Entries taken from a collection

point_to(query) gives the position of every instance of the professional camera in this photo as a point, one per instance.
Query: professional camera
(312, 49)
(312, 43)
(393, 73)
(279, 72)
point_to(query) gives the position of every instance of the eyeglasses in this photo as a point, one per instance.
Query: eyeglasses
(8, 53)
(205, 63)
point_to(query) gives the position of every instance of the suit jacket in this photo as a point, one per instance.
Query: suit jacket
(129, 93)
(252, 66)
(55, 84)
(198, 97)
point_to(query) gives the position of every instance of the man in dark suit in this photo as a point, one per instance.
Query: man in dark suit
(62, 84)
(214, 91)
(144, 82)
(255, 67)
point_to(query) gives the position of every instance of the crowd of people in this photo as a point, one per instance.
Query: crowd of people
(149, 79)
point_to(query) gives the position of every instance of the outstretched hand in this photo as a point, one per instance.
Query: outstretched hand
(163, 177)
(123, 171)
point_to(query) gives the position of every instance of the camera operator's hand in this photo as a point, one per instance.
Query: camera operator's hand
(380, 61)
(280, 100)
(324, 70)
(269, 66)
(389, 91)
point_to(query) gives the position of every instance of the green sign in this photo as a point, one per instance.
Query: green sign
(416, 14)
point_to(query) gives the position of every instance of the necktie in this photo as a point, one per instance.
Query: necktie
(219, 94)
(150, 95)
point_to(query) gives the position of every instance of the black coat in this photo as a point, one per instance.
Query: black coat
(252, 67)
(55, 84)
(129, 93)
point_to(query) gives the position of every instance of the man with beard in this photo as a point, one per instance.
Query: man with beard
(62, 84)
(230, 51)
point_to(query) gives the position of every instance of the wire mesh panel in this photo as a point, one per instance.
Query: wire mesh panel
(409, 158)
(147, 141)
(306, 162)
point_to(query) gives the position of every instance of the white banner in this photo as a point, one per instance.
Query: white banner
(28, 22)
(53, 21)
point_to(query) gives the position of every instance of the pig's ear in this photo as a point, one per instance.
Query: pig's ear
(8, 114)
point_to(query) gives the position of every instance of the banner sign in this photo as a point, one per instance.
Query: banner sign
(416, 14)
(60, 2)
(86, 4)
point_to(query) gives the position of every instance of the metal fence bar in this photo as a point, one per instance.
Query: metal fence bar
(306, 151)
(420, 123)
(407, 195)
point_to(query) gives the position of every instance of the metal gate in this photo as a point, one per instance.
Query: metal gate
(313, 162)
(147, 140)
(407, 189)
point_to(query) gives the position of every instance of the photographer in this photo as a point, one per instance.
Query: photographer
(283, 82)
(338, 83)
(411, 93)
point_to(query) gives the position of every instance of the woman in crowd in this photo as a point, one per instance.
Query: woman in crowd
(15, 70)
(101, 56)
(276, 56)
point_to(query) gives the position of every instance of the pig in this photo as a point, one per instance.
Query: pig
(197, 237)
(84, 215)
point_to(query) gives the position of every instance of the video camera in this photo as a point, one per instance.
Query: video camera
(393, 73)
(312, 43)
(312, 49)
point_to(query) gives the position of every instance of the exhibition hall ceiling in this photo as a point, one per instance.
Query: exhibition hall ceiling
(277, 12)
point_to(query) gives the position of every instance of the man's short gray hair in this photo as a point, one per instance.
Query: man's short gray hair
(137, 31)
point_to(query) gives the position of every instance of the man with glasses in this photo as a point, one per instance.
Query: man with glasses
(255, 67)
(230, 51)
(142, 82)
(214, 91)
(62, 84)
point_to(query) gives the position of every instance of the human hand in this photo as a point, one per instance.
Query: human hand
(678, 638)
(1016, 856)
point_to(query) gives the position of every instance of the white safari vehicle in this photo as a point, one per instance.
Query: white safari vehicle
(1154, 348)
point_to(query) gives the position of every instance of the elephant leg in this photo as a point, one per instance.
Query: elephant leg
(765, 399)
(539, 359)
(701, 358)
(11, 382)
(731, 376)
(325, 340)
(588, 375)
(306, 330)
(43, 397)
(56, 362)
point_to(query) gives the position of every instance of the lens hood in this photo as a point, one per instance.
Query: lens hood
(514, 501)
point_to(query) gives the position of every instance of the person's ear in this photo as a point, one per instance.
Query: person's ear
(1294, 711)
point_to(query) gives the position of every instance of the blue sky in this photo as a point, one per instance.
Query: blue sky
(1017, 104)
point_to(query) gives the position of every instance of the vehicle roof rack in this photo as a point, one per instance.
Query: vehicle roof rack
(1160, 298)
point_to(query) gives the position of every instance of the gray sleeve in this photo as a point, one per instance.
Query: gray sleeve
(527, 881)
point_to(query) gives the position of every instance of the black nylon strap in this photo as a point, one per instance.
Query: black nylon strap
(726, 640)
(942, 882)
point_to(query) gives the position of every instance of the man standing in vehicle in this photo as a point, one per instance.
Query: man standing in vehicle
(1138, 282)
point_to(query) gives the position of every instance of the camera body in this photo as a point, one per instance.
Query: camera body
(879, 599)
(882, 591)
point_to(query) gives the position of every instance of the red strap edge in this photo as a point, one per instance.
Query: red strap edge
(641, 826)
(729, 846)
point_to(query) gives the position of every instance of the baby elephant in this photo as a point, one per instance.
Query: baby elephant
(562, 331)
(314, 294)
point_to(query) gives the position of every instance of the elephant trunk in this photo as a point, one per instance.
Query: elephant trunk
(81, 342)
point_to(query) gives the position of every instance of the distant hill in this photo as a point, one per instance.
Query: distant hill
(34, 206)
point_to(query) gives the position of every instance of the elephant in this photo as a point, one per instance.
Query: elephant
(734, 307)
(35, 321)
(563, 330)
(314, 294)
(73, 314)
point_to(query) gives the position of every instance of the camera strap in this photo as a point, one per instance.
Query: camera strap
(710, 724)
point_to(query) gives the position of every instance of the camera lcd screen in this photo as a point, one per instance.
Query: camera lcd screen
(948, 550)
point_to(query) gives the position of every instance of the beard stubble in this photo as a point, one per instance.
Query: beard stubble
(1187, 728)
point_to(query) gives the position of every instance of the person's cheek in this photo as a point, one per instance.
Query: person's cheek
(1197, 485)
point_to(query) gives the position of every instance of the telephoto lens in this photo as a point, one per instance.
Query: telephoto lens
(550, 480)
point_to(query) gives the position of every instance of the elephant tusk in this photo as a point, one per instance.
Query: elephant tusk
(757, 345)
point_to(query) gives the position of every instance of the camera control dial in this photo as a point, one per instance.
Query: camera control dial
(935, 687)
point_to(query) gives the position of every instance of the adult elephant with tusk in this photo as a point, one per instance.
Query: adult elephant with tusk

• **WHAT IS BEING ASKED**
Report the number of lines in the records that include the string "adult", and write no other words.

• **TASK SOLUTION**
2